(Records contained in a dataset)
-=-=-=-=-

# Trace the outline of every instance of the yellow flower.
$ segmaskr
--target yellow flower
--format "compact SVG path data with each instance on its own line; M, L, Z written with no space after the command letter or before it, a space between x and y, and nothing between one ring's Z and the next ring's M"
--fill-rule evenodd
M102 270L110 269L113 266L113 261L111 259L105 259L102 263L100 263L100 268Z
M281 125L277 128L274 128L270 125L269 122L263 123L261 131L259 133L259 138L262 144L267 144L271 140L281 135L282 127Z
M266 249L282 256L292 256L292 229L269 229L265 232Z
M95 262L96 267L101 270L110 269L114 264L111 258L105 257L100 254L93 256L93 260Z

-=-=-=-=-

Using the records above, select and copy every line that has the word "instance".

- _Output of the task_
# Trace the outline of every instance of the yellow flower.
--format "compact SVG path data with each instance on its own line; M, L, Z written with no space after the command letter or before it, a space between x and y, and nothing between one ring's Z and the next ring's M"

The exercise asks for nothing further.